● **Objective**
Print the entries below word for word, starting with the first line and going on through the line with "pixel 660 806", both ends included. Leave the pictures out of your answer.
----------
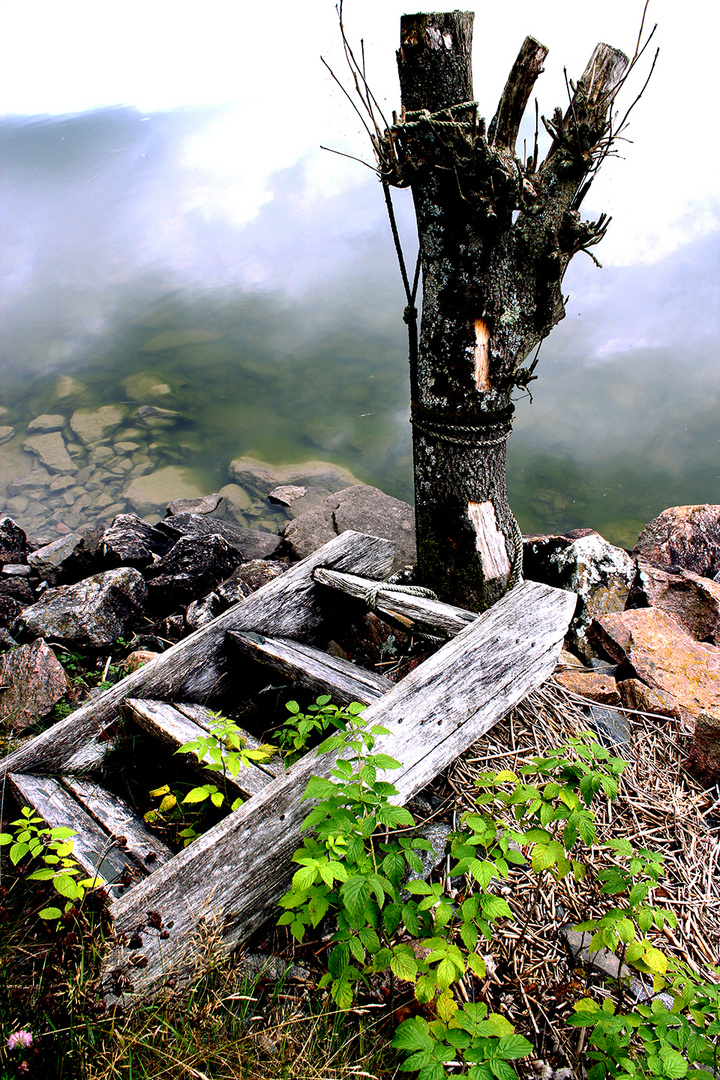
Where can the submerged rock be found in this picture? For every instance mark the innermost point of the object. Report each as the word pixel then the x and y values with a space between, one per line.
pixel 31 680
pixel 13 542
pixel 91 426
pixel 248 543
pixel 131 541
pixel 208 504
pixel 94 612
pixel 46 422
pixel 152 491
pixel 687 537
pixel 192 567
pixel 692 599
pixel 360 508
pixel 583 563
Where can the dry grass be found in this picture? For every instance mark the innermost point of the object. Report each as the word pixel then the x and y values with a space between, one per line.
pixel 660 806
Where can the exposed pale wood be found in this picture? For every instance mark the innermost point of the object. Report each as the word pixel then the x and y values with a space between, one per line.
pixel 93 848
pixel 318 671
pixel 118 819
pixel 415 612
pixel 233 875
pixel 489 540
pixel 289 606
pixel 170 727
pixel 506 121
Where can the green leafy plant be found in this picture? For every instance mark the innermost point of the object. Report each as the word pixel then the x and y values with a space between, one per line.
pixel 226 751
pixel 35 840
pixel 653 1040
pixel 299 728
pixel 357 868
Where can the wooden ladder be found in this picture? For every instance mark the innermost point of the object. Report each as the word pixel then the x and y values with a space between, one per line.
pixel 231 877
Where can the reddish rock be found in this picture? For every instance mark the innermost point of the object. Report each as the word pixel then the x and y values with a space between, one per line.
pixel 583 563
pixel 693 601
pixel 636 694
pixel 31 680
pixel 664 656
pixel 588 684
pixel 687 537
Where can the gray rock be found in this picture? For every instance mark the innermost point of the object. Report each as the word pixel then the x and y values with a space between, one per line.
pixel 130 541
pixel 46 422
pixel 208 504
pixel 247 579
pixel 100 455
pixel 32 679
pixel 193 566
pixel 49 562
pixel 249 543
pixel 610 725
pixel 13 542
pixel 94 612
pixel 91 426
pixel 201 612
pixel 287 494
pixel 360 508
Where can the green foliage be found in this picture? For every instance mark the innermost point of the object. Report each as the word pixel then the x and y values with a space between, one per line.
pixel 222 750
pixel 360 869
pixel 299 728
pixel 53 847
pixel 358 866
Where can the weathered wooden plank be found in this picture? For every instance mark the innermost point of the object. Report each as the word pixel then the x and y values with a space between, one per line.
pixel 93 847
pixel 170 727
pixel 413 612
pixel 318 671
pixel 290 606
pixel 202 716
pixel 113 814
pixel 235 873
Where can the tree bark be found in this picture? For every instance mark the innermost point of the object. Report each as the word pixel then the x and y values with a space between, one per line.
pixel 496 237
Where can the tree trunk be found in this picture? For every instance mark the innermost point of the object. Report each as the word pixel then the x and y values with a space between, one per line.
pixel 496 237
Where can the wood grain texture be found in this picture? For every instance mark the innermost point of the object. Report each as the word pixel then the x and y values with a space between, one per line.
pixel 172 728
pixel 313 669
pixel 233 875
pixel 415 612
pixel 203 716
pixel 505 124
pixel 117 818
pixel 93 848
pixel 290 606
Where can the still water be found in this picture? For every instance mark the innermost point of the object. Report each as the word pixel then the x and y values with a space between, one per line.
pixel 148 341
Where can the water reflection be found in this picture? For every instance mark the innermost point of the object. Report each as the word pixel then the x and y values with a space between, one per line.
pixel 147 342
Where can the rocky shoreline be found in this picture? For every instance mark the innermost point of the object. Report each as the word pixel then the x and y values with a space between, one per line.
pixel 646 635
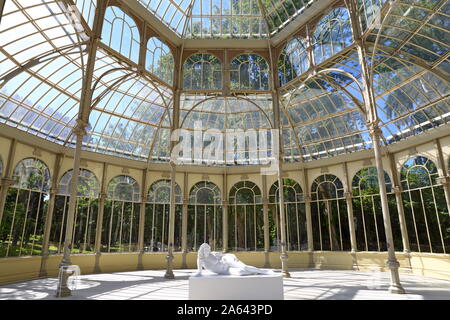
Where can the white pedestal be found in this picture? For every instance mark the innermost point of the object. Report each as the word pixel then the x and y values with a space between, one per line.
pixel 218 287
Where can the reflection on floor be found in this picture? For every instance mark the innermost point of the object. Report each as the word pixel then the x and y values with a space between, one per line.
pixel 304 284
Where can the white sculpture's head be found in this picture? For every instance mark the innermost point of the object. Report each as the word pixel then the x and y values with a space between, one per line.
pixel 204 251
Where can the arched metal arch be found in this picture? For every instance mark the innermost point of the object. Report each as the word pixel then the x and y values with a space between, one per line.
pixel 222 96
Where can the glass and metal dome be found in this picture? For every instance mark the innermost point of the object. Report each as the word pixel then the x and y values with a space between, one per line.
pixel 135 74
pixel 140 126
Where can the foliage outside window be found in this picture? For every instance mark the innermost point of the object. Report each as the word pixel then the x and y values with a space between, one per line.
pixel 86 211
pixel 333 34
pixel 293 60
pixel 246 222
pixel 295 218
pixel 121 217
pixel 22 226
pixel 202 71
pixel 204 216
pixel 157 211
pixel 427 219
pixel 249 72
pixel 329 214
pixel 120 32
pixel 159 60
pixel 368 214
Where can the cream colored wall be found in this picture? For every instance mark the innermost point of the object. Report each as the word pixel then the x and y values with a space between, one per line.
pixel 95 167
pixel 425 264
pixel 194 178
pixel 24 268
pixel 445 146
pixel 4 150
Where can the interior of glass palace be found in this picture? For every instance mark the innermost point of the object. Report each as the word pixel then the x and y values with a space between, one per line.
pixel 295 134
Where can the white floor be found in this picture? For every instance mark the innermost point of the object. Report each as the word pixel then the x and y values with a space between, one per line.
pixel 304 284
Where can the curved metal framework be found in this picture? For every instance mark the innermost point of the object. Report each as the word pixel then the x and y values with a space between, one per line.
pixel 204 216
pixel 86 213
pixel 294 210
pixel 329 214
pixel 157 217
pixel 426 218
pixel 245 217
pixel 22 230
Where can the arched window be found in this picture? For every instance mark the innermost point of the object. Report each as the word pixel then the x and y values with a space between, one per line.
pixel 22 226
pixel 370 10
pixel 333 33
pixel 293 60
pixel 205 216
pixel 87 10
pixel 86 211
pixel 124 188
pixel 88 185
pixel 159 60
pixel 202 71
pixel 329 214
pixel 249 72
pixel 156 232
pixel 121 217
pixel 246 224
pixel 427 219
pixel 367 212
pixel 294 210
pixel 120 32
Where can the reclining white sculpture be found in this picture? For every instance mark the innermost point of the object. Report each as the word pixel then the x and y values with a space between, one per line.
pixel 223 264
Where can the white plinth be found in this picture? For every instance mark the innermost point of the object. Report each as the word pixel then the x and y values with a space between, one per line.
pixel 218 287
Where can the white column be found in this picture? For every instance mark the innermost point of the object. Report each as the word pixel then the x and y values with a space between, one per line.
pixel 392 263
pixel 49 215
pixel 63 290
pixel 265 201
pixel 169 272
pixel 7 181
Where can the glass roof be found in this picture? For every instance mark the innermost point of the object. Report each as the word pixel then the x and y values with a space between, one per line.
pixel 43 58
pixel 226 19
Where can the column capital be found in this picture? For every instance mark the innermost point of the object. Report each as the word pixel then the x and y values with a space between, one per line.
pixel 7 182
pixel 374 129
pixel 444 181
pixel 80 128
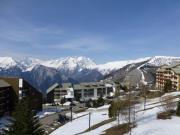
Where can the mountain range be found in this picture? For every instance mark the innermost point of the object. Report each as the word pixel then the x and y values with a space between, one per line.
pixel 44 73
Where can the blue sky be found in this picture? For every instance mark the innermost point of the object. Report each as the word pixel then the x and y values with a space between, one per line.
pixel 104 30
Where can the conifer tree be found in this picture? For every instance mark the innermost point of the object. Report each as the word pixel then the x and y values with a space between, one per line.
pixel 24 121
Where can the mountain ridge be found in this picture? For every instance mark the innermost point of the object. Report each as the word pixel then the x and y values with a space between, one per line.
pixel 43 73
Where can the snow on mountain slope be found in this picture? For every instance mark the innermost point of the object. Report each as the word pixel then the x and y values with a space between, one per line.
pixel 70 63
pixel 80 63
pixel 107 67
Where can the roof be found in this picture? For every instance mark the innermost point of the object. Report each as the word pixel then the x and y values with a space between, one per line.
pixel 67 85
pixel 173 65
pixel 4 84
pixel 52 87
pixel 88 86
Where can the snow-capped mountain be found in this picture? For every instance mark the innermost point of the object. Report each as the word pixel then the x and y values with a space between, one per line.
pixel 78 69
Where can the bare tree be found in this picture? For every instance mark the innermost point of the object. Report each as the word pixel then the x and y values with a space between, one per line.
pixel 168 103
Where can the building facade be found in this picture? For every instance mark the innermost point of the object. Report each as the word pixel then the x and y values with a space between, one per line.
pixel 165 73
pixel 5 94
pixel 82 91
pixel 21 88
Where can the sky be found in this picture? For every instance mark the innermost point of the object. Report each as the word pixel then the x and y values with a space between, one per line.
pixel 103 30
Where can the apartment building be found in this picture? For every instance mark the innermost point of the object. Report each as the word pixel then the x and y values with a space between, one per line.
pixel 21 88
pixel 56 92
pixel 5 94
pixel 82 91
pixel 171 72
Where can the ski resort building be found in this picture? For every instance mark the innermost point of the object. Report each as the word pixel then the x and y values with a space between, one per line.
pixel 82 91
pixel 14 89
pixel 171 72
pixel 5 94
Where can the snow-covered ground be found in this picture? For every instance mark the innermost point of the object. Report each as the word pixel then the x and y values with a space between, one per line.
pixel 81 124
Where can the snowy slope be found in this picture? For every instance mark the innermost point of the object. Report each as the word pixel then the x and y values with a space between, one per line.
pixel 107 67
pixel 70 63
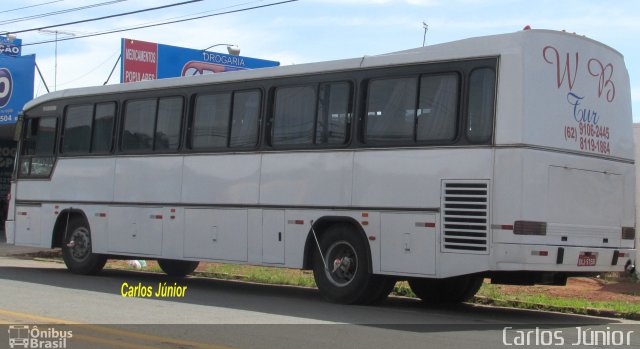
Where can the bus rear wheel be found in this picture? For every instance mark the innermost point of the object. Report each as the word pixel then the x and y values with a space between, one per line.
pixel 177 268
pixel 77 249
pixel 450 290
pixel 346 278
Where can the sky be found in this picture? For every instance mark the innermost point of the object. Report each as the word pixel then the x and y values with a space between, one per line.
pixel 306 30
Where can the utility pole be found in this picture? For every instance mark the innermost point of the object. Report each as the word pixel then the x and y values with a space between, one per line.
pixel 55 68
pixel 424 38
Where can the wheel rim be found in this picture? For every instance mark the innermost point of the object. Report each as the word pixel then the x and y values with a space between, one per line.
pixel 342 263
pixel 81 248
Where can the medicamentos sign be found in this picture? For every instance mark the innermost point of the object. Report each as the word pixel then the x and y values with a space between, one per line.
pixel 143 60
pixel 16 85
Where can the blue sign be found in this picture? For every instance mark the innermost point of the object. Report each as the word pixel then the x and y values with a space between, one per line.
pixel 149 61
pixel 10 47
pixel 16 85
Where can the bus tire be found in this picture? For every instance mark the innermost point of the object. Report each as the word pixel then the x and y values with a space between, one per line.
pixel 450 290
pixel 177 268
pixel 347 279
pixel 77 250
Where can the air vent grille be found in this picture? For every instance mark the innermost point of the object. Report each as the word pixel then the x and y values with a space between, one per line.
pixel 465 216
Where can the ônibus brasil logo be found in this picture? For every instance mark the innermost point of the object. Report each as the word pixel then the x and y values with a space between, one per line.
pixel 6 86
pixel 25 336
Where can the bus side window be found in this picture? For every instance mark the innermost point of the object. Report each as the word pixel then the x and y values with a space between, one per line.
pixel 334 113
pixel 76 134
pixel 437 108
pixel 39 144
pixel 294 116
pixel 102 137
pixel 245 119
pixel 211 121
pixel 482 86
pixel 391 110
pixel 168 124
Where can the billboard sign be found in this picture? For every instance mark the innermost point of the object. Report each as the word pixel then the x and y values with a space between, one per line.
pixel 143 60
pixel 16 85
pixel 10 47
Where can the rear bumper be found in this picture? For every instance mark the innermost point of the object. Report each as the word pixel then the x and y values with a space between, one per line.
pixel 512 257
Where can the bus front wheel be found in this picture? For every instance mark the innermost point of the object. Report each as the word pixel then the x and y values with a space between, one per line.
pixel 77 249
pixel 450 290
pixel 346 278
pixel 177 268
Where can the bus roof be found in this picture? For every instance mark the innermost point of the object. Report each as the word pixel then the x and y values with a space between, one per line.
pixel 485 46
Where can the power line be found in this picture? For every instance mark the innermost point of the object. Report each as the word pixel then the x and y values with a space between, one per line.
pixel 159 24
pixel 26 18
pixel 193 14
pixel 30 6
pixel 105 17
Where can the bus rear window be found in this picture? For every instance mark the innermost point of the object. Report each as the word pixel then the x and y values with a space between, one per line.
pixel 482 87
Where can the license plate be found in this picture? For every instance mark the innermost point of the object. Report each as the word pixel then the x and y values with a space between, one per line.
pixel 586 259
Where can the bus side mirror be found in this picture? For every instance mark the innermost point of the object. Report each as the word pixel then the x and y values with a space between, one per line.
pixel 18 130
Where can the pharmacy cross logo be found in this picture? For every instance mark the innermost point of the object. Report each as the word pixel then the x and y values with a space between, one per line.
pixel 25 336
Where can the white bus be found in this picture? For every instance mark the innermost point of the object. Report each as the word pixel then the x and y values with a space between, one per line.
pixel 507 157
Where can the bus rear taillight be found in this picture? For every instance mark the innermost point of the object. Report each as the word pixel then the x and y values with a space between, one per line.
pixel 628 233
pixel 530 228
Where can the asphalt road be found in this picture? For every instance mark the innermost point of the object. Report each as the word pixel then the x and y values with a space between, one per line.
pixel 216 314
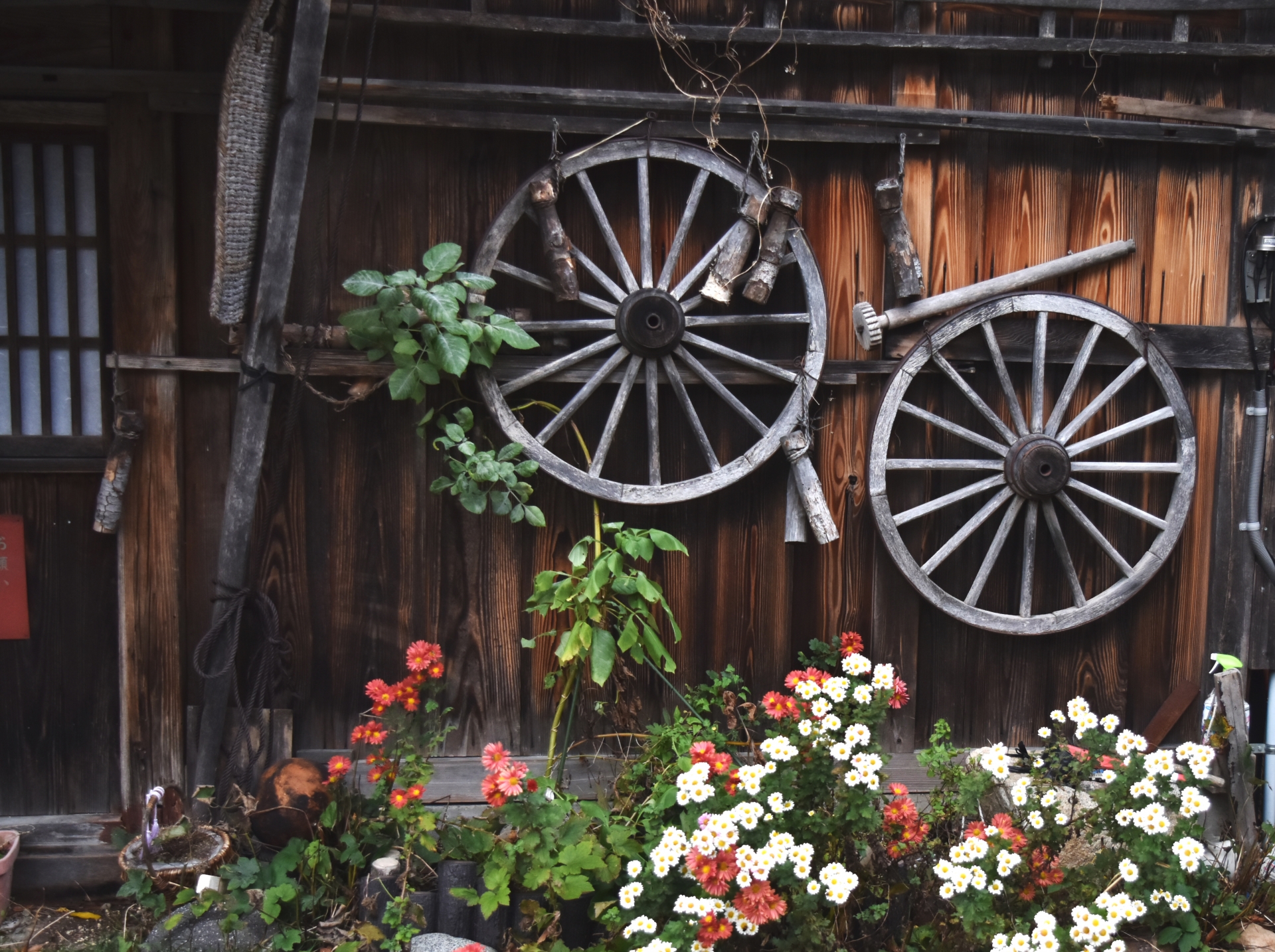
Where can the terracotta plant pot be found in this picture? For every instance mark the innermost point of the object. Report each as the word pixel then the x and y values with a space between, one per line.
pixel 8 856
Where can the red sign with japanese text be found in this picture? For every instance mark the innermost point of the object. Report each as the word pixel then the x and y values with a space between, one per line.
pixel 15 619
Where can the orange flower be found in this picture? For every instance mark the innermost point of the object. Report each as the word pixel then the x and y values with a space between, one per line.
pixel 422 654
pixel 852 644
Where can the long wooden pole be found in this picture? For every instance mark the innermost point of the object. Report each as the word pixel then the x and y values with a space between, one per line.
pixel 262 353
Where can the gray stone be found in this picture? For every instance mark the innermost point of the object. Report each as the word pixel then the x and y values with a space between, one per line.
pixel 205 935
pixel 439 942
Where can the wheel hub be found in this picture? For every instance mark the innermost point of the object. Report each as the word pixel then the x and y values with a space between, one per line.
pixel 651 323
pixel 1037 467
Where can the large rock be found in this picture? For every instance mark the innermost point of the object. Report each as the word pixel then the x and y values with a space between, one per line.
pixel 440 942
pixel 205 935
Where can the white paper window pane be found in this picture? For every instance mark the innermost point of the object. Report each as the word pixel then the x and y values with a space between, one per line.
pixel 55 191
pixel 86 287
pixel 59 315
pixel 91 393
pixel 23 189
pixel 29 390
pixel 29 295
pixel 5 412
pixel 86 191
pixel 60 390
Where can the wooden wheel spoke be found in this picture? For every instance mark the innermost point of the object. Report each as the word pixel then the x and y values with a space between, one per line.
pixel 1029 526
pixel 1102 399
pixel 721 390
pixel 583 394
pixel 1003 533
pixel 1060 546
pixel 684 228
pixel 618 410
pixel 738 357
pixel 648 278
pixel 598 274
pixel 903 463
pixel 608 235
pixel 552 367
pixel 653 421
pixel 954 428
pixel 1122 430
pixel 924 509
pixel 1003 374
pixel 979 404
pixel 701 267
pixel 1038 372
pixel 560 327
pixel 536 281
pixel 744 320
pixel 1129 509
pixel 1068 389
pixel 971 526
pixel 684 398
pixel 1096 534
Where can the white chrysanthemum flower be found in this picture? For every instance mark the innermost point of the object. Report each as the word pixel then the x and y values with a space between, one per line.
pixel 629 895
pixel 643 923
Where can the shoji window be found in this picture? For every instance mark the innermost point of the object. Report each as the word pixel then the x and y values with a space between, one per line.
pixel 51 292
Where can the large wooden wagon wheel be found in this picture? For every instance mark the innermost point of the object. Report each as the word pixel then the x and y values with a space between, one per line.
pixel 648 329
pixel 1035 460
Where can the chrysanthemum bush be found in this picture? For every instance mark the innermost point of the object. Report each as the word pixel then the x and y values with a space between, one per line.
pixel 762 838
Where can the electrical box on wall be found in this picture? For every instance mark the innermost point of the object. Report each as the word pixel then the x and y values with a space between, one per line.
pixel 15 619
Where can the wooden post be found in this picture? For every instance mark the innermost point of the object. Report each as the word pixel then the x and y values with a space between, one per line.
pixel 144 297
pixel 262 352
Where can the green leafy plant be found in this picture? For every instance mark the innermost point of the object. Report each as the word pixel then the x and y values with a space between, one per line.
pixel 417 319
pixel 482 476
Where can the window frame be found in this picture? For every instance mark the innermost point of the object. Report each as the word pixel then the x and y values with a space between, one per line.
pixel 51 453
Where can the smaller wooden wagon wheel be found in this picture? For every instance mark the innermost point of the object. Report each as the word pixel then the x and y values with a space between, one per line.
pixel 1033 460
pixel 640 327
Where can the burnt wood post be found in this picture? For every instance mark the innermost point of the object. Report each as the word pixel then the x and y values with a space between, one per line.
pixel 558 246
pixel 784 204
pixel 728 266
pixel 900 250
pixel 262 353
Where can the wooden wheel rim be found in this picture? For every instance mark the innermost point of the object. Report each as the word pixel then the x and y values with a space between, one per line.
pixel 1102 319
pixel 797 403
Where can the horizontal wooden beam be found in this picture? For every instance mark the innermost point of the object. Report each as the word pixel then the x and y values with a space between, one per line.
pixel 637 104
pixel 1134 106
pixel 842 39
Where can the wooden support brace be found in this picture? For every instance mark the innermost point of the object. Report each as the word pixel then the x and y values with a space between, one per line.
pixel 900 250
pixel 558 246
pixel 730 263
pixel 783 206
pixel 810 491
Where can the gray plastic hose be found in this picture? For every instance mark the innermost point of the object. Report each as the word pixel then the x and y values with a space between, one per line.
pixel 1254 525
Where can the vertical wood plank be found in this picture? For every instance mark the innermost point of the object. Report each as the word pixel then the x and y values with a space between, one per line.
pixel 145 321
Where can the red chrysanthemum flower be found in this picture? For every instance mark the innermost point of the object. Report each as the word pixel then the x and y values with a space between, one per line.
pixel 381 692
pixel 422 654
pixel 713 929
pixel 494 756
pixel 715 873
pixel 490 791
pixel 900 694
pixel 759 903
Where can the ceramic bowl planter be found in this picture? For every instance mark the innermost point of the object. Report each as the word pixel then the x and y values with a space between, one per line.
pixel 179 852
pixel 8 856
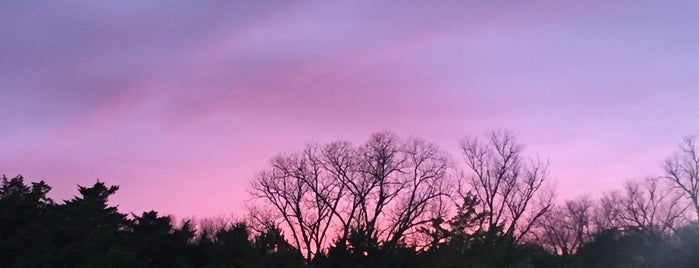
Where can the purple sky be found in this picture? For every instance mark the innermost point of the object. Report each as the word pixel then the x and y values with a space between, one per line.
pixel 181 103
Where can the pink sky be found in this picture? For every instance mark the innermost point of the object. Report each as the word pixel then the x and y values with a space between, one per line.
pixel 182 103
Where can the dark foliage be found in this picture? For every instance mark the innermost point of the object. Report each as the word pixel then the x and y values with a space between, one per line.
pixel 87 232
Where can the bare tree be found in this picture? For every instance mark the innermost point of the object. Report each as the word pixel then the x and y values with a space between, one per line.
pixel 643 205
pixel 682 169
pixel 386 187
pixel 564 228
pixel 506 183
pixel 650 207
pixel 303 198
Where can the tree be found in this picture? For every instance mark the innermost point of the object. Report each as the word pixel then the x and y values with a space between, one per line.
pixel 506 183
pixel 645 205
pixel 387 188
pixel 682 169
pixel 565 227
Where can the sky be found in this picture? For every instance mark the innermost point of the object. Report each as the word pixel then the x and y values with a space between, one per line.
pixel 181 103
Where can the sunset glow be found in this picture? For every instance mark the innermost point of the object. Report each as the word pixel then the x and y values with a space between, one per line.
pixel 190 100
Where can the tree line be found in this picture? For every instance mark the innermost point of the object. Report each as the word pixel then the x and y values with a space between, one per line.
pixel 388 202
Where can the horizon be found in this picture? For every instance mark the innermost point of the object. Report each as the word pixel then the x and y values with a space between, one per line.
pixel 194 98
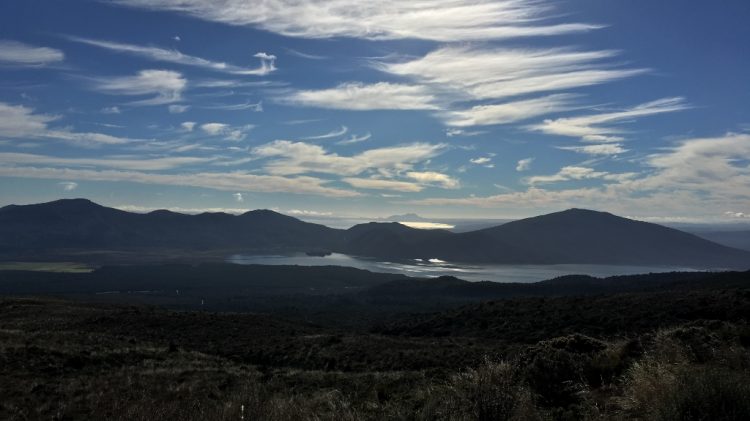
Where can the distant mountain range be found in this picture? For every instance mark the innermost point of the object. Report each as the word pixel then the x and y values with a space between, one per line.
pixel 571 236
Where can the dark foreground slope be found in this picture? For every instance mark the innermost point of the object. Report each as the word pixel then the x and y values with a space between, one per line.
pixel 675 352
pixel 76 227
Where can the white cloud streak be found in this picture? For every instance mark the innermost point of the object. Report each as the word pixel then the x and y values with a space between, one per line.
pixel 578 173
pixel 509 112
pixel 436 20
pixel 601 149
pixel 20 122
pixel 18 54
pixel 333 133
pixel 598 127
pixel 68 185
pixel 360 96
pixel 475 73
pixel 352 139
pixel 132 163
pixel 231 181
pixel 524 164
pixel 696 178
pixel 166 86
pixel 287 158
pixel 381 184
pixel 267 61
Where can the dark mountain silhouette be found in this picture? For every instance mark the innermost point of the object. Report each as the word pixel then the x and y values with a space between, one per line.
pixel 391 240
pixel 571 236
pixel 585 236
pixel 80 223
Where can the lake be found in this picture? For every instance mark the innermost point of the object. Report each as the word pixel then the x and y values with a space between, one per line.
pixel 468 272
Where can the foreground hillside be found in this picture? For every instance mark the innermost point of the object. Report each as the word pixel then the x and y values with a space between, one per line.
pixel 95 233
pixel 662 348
----------
● **Finished task**
Where can the submerged rock be found in this picture? For every instance mark the innermost point of the object. Report each as the word pixel then the x and y values with a space between, one per line.
pixel 31 680
pixel 13 542
pixel 91 426
pixel 248 543
pixel 131 541
pixel 208 504
pixel 94 612
pixel 46 422
pixel 152 491
pixel 687 537
pixel 192 567
pixel 692 599
pixel 360 508
pixel 583 563
Where can the dry grass be found in this picture? For every instance mark the innermost point of the object. Report each as the word pixel then the x and y values with a space between, one per line.
pixel 660 806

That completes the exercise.